[Stated task] Turn the entries from the line with "Find the clapping" up to and including the line with "Find the circle" into a Markdown table with the columns No. and Line, one row per line, numbered in order and skipping blank lines.

— Begin Dataset —

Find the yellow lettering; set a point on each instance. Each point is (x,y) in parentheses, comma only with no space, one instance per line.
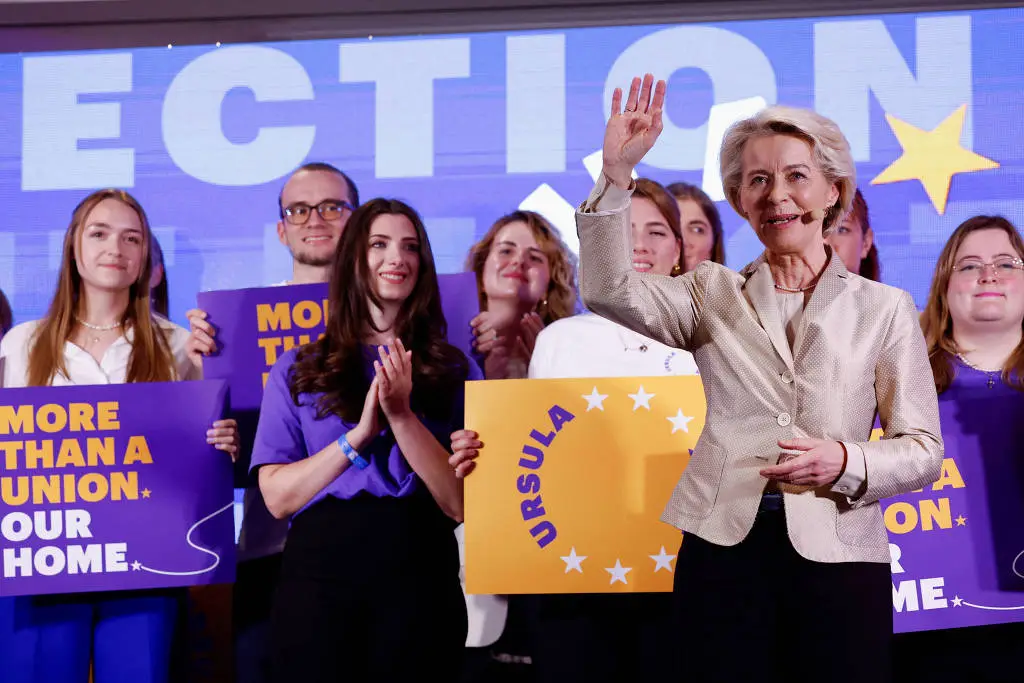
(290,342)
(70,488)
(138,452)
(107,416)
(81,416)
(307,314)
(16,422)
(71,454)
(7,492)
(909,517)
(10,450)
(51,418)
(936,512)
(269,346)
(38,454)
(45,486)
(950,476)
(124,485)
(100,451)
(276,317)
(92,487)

— End Dataset —
— Begin Dataset —

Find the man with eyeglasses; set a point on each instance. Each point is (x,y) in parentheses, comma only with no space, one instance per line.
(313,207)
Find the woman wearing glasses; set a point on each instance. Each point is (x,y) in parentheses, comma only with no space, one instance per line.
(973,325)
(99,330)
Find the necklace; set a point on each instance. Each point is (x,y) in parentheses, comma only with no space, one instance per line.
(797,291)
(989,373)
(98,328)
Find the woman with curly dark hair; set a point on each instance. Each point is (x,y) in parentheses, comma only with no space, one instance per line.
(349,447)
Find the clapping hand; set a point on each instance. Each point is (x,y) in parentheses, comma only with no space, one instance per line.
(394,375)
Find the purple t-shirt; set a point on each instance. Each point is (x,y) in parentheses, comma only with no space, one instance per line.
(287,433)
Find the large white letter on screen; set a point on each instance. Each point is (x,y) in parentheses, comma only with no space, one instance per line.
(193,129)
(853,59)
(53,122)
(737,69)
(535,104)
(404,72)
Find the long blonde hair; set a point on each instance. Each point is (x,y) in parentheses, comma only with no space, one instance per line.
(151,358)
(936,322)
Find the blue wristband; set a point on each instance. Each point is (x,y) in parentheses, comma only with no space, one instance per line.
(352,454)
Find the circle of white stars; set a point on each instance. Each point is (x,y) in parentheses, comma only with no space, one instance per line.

— End Dataset —

[Correct answer]
| No. | Line |
|---|---|
| 1 | Find the clapping hand; set a point on each instance. Each point is (x,y) in parentheses, comma only with no space, one instance per line. |
| 2 | (394,375) |
| 3 | Find the purple t-shirt; set a point on each instance. Each point is (x,y) in parentheses, comma only with no space, one instance per line. |
| 4 | (287,433) |
| 5 | Find the large white letter on screen; set a point on each instance. Each point is (x,y) in parentheses, comma only with no space, one instance per line. |
| 6 | (193,129) |
| 7 | (853,59) |
| 8 | (53,122) |
| 9 | (737,69) |
| 10 | (535,104) |
| 11 | (404,72) |
| 12 | Find the long blonde hair; set a point on each instance. Each point is (x,y) in parentheses, comma only with no space, one instance per line. |
| 13 | (151,358) |
| 14 | (936,322) |
| 15 | Find the blue wristband; set a point on each instance. Each point is (x,y) in parentheses, comma only with no space, one instance per line. |
| 16 | (352,454) |
| 17 | Find the circle of white stars; set a point on each instance. Each point is (x,y) in parentheses, comma only with no space, one instance per line. |